> [Short problem]: Starting with the line that contains "shade on this photo.", write out each line through the end of the listing, unchanged. Output nothing else.

> [Input data]:

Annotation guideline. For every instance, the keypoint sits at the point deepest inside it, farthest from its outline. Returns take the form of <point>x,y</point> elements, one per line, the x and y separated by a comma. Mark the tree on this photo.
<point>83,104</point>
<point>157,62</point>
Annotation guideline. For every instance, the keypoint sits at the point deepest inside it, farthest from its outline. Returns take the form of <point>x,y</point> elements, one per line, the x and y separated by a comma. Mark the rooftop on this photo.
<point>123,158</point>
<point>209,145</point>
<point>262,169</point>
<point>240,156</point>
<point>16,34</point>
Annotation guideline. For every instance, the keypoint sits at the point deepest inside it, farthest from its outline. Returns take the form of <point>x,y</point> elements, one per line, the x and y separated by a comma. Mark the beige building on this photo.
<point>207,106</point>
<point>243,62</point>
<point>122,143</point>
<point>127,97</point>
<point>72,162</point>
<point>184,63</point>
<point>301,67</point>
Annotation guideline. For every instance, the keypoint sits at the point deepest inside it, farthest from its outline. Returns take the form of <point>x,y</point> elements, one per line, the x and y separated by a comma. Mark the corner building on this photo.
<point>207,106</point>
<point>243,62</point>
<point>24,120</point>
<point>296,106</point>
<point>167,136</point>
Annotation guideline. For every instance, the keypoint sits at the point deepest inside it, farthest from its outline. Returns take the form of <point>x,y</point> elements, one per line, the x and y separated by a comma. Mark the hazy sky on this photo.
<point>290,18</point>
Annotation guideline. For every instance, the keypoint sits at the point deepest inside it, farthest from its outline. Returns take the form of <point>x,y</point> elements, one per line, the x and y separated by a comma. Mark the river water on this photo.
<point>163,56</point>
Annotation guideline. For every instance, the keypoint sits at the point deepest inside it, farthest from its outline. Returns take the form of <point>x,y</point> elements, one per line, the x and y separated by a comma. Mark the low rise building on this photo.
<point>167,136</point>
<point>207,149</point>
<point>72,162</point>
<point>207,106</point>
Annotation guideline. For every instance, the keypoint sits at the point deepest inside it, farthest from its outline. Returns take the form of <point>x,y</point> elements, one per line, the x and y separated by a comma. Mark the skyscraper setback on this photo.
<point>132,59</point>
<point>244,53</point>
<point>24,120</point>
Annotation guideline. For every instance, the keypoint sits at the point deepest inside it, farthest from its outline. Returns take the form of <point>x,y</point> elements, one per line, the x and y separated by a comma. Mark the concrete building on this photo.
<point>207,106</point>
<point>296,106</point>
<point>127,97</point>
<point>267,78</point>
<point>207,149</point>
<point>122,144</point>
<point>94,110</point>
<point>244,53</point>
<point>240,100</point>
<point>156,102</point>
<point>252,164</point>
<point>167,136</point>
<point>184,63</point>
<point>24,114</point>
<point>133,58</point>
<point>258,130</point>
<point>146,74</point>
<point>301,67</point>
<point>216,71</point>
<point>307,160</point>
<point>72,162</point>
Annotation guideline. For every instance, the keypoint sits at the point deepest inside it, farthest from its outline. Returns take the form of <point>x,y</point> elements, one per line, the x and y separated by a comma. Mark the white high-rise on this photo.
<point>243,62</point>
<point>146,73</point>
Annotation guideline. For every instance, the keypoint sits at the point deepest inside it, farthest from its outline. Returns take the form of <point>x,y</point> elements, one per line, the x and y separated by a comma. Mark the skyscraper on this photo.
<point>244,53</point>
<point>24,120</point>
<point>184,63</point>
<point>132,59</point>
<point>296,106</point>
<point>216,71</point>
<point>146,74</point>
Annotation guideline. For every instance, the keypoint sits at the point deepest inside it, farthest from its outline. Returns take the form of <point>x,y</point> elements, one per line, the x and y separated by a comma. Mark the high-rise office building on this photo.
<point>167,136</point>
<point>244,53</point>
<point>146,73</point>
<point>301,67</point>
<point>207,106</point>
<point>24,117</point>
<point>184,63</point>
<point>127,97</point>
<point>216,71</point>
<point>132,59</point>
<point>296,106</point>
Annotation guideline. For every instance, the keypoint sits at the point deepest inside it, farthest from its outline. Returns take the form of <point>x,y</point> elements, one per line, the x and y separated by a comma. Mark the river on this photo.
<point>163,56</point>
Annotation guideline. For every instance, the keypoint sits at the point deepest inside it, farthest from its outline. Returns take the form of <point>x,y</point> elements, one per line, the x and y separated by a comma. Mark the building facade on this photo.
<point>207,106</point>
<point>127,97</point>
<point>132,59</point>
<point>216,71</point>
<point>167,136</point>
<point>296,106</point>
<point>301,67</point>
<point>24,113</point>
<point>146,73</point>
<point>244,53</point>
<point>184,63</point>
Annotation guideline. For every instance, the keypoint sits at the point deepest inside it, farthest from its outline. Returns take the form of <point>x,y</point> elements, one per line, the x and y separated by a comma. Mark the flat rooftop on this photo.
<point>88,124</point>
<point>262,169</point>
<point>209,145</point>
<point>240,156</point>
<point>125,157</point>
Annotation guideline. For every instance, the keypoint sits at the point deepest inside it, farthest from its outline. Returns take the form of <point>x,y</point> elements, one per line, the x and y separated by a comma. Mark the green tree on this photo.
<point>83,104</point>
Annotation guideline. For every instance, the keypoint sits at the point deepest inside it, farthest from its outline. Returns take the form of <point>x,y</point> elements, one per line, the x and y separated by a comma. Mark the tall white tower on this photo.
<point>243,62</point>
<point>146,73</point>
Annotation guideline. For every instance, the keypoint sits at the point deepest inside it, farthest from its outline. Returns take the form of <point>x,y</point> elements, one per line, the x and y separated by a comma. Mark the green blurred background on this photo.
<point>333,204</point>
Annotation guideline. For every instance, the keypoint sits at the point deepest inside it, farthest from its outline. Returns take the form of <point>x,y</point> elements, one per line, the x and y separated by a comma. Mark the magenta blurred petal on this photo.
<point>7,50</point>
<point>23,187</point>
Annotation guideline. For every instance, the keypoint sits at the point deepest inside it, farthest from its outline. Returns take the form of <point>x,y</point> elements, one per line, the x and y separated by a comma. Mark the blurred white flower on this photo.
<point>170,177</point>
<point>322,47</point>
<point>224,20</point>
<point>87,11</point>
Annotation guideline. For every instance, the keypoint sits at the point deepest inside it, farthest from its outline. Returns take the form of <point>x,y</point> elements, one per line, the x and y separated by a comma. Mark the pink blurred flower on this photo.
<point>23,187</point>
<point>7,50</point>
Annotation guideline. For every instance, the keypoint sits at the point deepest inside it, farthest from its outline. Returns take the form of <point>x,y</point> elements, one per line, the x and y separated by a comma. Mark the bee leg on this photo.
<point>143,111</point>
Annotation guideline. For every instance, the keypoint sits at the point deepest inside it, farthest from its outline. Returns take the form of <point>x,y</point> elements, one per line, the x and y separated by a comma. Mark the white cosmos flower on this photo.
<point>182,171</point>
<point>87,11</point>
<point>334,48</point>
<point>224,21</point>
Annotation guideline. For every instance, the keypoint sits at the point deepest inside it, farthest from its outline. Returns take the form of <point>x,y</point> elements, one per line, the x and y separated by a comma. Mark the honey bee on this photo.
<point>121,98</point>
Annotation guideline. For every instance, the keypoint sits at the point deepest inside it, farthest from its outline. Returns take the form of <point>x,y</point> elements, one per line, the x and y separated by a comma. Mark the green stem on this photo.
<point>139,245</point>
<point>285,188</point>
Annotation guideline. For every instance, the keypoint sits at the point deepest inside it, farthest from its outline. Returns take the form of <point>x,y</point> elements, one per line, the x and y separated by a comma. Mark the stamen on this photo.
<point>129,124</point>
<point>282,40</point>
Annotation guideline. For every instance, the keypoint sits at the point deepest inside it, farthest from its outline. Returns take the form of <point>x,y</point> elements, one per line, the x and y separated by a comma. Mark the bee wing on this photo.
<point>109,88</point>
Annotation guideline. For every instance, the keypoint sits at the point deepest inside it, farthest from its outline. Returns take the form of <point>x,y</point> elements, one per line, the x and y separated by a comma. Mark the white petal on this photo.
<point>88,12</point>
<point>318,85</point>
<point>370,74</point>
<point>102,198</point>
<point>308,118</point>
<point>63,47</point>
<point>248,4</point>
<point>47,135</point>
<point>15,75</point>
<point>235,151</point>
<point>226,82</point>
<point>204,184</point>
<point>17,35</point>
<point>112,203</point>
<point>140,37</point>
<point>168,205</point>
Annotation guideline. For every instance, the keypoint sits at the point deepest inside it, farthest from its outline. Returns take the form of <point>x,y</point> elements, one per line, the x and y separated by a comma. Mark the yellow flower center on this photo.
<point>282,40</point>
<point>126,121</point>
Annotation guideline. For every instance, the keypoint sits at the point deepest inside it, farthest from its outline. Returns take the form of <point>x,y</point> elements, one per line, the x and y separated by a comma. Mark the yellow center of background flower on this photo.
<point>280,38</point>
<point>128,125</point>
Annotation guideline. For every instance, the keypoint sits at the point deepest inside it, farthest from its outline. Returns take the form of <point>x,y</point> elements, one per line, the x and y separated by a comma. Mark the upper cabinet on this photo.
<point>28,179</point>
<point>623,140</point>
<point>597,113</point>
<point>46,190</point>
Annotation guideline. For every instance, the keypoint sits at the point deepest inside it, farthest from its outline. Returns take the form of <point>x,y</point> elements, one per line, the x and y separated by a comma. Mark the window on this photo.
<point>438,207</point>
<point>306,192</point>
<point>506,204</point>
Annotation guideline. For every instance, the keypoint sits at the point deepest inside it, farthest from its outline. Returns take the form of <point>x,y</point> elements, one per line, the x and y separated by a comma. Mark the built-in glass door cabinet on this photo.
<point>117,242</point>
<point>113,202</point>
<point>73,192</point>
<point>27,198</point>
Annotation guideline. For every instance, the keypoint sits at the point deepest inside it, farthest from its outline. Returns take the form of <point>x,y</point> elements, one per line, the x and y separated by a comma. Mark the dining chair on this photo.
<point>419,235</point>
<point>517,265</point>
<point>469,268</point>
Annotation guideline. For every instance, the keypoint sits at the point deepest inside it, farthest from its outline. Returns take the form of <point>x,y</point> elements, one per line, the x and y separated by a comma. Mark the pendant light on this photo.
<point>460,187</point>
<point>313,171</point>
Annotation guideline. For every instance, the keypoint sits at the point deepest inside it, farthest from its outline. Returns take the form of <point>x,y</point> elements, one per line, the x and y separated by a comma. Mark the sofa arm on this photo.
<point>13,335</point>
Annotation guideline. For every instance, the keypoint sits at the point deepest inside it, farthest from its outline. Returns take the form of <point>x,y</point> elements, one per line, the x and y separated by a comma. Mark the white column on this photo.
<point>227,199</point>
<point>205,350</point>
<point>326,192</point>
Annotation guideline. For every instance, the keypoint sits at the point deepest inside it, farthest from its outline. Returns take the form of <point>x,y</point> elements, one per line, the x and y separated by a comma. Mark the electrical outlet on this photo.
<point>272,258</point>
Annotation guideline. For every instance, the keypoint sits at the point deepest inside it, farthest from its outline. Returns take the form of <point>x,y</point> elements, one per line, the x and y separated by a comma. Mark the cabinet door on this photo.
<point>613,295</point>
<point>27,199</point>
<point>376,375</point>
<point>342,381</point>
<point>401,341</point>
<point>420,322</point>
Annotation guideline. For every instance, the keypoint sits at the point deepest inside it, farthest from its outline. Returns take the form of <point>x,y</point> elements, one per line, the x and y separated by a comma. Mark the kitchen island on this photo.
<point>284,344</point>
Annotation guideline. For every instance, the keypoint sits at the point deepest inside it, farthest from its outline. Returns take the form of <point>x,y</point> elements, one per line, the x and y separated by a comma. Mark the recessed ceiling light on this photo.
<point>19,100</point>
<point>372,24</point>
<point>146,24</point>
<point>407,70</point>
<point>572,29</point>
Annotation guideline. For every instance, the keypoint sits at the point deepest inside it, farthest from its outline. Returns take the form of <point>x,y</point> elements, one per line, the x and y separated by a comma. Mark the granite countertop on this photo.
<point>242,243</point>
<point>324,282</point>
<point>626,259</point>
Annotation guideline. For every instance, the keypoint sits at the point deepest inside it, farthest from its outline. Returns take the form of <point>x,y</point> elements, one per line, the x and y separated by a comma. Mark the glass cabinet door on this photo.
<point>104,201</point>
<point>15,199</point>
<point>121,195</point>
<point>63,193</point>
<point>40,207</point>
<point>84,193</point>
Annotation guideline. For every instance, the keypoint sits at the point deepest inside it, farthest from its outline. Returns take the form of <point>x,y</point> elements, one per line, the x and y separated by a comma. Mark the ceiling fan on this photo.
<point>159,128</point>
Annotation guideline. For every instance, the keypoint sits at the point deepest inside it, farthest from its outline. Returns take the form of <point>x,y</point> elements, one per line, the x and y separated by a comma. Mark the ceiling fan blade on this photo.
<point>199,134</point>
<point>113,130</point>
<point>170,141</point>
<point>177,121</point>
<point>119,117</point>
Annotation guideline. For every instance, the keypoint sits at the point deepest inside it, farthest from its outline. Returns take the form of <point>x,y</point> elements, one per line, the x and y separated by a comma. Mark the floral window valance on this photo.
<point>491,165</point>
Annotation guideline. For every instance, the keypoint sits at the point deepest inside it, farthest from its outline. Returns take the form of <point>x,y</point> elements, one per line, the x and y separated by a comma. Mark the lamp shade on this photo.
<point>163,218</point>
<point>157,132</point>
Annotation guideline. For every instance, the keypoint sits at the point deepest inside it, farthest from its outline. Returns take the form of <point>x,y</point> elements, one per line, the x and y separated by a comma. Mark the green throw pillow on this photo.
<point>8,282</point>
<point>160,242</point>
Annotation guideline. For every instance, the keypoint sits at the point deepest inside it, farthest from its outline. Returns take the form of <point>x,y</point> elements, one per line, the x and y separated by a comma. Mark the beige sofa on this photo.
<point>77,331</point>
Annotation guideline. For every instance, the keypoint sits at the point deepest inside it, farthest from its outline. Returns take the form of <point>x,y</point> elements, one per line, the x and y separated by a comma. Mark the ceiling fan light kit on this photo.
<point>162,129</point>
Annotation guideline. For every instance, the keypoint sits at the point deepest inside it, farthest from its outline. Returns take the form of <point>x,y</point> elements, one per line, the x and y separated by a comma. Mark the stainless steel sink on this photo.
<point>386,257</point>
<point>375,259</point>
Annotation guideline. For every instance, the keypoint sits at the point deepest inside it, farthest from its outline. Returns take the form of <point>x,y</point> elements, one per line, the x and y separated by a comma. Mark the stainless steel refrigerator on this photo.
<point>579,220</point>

> [Reply to the exercise]:
Annotation guideline. For every instance, the keypoint sits at the point deepest inside it, farthest from its outline. Returns take the form of <point>x,y</point> elements, one per line, the x and y separated by a comma. Mark the lamp shade on this photo.
<point>163,218</point>
<point>157,132</point>
Annotation guideline. For every instance, the keypoint sits at the point deepest inside it, farthest from its outline. Returns take the form of <point>x,y</point> elements, one per line, the x and y separated by a comma. Mark the green throw pillow on this photo.
<point>8,282</point>
<point>160,242</point>
Annotation guideline. For every instance, the keypoint sits at the point deepest inside it, farthest from its outline. Returns take the form of <point>x,y</point> elements, one per line, the x and y separated by a comma. Mark the beige sofa on this photo.
<point>77,331</point>
Annotation guideline. For every instance, the keypoint sits at the point deepest inside it, farthest from its outline. Returns take the form of <point>x,y</point> elements, one per line, the x and y separated by a comma. Mark the ceiling fan light kit on this photo.
<point>162,129</point>
Annotation guideline. For every instance, the keypoint sits at the point deepest inside it, farthest from its outline. Returns take the form of <point>x,y</point> elements, one per line, the x and y separated by a comma. Mark the stainless steel sink on this photo.
<point>386,257</point>
<point>375,259</point>
Annotation guideline. For every instance, the keypoint sits at the point deepest inside it, farthest from its outline. Returns take the form of <point>x,y</point> elements, one per line, the x and y separated by a comma. Mark the stainless steel refrigerator on this photo.
<point>579,220</point>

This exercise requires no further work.